→ TASK INSTRUCTIONS:
Copy out the full set of records. Keep every word the same.

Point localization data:
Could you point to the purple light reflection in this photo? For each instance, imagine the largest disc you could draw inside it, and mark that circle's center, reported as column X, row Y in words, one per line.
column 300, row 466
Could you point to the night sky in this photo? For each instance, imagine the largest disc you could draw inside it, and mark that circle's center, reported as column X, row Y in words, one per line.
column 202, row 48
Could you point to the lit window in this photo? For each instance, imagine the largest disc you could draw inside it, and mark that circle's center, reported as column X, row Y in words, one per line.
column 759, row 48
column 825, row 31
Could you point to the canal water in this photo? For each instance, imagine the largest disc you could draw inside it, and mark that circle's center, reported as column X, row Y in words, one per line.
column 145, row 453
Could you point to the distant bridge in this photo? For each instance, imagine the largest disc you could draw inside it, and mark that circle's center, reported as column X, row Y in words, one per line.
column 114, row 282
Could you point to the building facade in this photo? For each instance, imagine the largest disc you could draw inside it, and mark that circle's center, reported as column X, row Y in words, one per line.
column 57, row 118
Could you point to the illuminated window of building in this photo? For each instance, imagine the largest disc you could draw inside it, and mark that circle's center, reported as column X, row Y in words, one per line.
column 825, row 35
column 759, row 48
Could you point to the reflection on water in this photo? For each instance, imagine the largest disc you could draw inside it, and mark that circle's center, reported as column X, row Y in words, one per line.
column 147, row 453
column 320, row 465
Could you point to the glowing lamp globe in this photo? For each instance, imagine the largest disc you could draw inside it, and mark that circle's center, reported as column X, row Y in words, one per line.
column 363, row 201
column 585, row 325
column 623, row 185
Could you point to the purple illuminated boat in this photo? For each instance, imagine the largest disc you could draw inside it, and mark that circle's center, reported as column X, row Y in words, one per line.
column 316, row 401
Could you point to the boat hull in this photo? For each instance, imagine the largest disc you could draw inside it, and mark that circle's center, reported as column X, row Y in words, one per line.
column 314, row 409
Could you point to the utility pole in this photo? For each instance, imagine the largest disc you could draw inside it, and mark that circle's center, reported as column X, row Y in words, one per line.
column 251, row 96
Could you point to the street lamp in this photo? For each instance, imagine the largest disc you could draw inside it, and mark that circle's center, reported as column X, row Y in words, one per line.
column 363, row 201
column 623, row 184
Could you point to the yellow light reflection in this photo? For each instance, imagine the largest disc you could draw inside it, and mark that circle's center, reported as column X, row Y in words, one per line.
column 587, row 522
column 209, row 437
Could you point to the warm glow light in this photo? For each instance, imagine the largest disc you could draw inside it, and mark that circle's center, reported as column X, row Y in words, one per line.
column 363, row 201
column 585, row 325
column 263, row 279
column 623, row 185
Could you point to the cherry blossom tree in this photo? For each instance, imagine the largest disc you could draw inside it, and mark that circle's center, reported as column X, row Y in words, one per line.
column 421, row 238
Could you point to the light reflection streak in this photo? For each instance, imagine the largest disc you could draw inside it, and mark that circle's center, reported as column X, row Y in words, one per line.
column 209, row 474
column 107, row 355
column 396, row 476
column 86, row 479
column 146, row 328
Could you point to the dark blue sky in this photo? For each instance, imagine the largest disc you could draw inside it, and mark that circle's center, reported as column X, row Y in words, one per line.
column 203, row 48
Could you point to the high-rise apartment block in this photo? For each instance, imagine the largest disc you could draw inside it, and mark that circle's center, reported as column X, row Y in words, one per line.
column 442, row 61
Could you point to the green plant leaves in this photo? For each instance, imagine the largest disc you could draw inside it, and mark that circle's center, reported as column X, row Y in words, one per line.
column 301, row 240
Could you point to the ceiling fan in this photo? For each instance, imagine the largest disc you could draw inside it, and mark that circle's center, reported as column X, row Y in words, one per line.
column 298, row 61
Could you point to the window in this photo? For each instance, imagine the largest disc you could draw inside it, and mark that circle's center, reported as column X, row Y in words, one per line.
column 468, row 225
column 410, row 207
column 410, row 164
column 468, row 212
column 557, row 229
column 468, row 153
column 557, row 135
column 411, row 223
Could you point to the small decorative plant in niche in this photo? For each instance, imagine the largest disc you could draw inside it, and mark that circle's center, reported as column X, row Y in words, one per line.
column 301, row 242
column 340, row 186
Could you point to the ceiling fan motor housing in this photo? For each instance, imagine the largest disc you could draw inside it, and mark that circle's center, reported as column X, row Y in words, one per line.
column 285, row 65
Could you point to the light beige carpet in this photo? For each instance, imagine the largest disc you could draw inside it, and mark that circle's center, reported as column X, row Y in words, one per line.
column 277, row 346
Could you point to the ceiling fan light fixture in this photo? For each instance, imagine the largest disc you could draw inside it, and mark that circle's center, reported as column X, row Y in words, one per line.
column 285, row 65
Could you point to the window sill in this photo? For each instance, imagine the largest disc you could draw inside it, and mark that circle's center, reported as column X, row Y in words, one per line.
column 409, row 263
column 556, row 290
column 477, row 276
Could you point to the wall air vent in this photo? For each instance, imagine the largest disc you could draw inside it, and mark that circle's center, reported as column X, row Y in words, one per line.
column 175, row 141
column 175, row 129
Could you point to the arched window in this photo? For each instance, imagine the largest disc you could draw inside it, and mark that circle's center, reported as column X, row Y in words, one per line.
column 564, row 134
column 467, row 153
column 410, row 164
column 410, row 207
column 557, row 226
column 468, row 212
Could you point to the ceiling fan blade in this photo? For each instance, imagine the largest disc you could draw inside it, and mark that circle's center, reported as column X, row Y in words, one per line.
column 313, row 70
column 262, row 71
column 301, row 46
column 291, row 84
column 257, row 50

→ WRITTEN SOLUTION:
Could you point to the purple light reflection in this photo? For each instance, imagine the largest disc you could draw inside it, and mark that circle's center, reported as column X, row Y in words, one per line.
column 300, row 466
Could you point to the night sky in this photo? For each instance, imagine the largest disc you could draw inside it, and mark that circle's center, reported as column X, row Y in words, one per line.
column 202, row 48
Could you point to the lit window in this photo? For each instance, imagine the largest disc you could draw inside it, and mark that circle's center, reported as column X, row Y in words, one per line.
column 759, row 48
column 825, row 31
Could you point to the canal water in this photo? For each instance, imagine the largest disc you could draw inside it, and mark that circle's center, reported as column X, row Y in words, one per line.
column 145, row 453
Could you point to the distant bridge in this photo? For each instance, imagine the largest disc you could draw inside it, and mark that circle's center, reported as column X, row Y in words, one per line.
column 114, row 282
Could you point to the building facade in this photo? For each instance, imagine the largest disc you could draw inside it, and mark that circle's center, reported as column X, row Y in words, one per line.
column 57, row 118
Could you point to the illuminated window of building in this photo? For each instance, imagine the largest disc you could draw inside it, and mark that circle's center, reported as column X, row Y in words, one per line.
column 825, row 35
column 759, row 48
Could you point to the reflection on water in this photo? For each instance, imagine the largest disc you could draw inside it, and mark that circle's center, reported as column X, row Y in words, one per line.
column 147, row 453
column 320, row 465
Could you point to the glowing lamp globe in this photo? For each instance, imagine the largest disc you could draw inside it, and mark that circle's center, reported as column X, row Y in words, one per line.
column 363, row 201
column 585, row 325
column 623, row 185
Could you point to the purple illuminated boat in this photo? For each instance, imagine the largest disc you could draw inside it, and mark that circle's center, reported as column X, row Y in words, one per line.
column 316, row 401
Could you point to the boat hull in this photo? For each instance, imagine the largest disc you could draw inside it, and mark that circle's center, reported as column X, row Y in words, one per line.
column 314, row 409
Could you point to the utility pole in this photo? For each instance, imagine the largest disc you could draw inside it, and mark that circle's center, reported as column X, row Y in words, one per line.
column 251, row 96
Could you point to the street lamp in this photo? For each instance, imagine the largest disc you could draw inside it, and mark that circle's center, reported as column X, row Y in words, one per line.
column 363, row 201
column 623, row 184
Could you point to the yellow light reflection in this photo? For each instance, imagine the largest disc you could draw inside it, and mark that circle's center, reported as column X, row Y in words, one per line.
column 587, row 522
column 209, row 437
Could you point to the warm glow light in this photo? For each instance, imagine the largest disc you could draw inside it, and mark that circle's center, reported as column X, row Y in words, one per line.
column 363, row 201
column 585, row 325
column 263, row 279
column 623, row 185
Could you point to the cherry blossom tree in this photo? For each instance, imagine the largest disc you could draw inside it, and mark that circle's center, reported as column X, row Y in words, one per line.
column 421, row 238
Could you point to the light reflection streak in this photo? For each instance, imagine the largest disc you could draw inside it, and mark that circle's center, reported as column X, row Y in words, one per line.
column 209, row 474
column 107, row 355
column 396, row 476
column 86, row 479
column 146, row 328
Could you point to the dark blue sky in this photo? For each instance, imagine the largest disc you could draw inside it, and mark that circle's center, reported as column X, row Y in words, one per line.
column 203, row 48
Could you point to the high-rise apartment block in this photo? For each instance, imagine the largest disc you could draw inside it, and mark that circle's center, reported as column X, row Y in words, one per line.
column 442, row 61
Could you point to the green plant leaves in this photo? For each instance, imagine the largest disc you could draw inside it, and mark that circle's center, reported as column X, row Y in words, one per line.
column 301, row 240
Could you point to the ceiling fan in this photo? For each instance, imagine the largest disc you could draw inside it, and mark that circle's center, reported as column X, row Y in words, one per line.
column 298, row 61
Could you point to the window in this photo? For each instance, imagine the largest disc you could draw inside it, and mark that circle's center, reported as column X, row Y in words, one per line.
column 468, row 225
column 410, row 207
column 410, row 164
column 468, row 212
column 557, row 229
column 468, row 153
column 557, row 135
column 411, row 223
Could you point to the small decorative plant in niche in this photo? For each instance, imagine the largest disc you could draw inside it, and mark that circle's center, reported as column X, row Y in words, one per line.
column 301, row 242
column 340, row 186
Could you point to the ceiling fan motor housing in this photo? For each instance, imagine the largest disc you could draw inside it, and mark that circle's center, reported as column X, row Y in words, one per line.
column 285, row 65
Could you point to the light beige carpet in this photo? For each instance, imagine the largest disc you could draw inside it, and mark that circle's center, reported as column X, row Y in words, one per line.
column 277, row 346
Could you point to the ceiling fan light fixture in this photo? For each instance, imagine the largest disc you could draw inside it, and mark that circle's center, reported as column X, row Y in words, one per line.
column 285, row 65
Could you point to the window sill in this photo? For each instance, imagine the largest disc you could draw inside it, and mark that circle's center, reported as column X, row Y in words, one per line.
column 409, row 263
column 556, row 290
column 477, row 276
Could you point to the wall air vent in this photo? For each instance, imagine the largest disc you could draw inside it, and mark that circle's center, reported as column X, row Y in words, one per line.
column 175, row 141
column 175, row 129
Could you point to the arched window in this photo? For each instance, imagine the largest disc you could draw inside it, and mark that circle's center, reported as column X, row Y in words, one per line.
column 564, row 134
column 467, row 153
column 410, row 164
column 410, row 207
column 557, row 226
column 468, row 212
Could you point to the ceiling fan blade in this photo? For each instance, imagine the largest disc you could draw inside it, and mark that circle's center, reported as column X, row Y in words, one per line.
column 313, row 70
column 262, row 71
column 301, row 46
column 291, row 84
column 257, row 50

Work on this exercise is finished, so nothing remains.